**** Text segment

BU Today: But if the next president, Democrat or Republican, does not buy into Project 2025 and America First, doesn’t this [database] become obsolete?
Gouveia: Parts of it will. But we’re going to continue to keep it updated. There was always the intention that we’re going to build in congressional acts, the Federal Register, the budget, executive orders. I mean, Biden had a number of executive orders too. This has been the practice of late of presidents. Hopefully, it will go away, and we’ll get back to going through Congress for a lot of those decisions.
Our goal is that this is evergreen. That’s why it’s called Beyond 2025. It is not just about where we are right now. [There is] probably going to be a lot of change, and a lot we’re going to lose in this chaos. What are the things that we want to understand about what we are losing, and how do we rebuild in the future after?
BU Today: President Trump and Vice President JD Vance have been critical of higher education. Vance has said: “We have to honestly and aggressively attack the universities in this country.” Their supporters might view your database as biased. How do you counter that?
Gouveia: I think that’s how some people will perceive it. That is not the intention. It is to share information and try to cut through some of the chaos that’s going on. It’s why we made the decision to put in the source documentation—so people can read what was put in writing and walk away with their own interpretation. They can take our analysis and go find other sources and come to their own conclusions.
But I think we are seeing some people who supported Trump, like some veterans or some farmers, saying, “Gosh, I didn’t really fully get the full implications of what was in here. I dIdn’t read it, [or] I didn’t read it carefully enough.” That is people coming to terms with what is in it on their own, but that’s part of our goal—to help people get access to the information bite-sized, rather than trying to read the whole thing.

********
**** Dataset section

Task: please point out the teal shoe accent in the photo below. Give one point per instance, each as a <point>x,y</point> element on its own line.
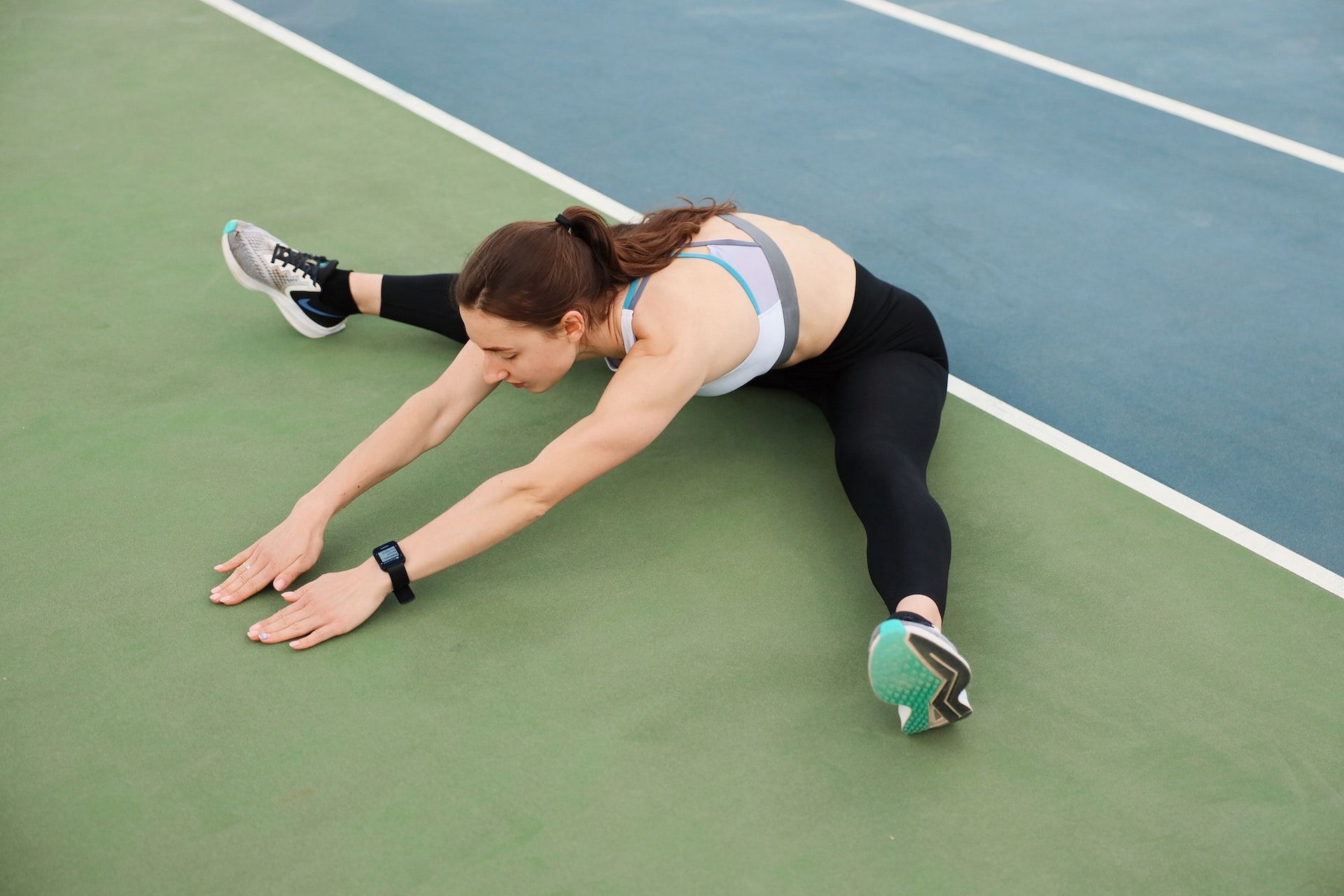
<point>910,666</point>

********

# What you need to do:
a) Do these statements agree with the interview? Answer yes or no for each and quote the deciding words. (i) Gouveia says the project is called Beyond 2025. (ii) Gouveia says the database leaves out source documentation. (iii) Gouveia says parts of the database will become obsolete.
b) Please copy out the interview word for word, everything from "BU Today: But" down to "[database] become obsolete?".

# Outputs for the tasks:
a)
(i) Yes: "That’s why it’s called Beyond 2025."
(ii) No: "It’s why we made the decision to put in the source documentation"
(iii) Yes: "Parts of it will."

b)
BU Today: But if the next president, Democrat or Republican, does not buy into Project 2025 and America First, doesn’t this [database] become obsolete?